◆ **TASK INSTRUCTIONS**
In the rows, change "utility pole" to "street lamp" and leave every other part as it is.

[Coordinate annotation records]
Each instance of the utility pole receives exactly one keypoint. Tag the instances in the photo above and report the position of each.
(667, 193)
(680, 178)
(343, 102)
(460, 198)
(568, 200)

◆ **FULL SOLUTION**
Each instance of the street lamp receives exactly one keypoint. Tag the instances in the photo above and report the position of each.
(667, 193)
(680, 178)
(343, 102)
(460, 198)
(568, 200)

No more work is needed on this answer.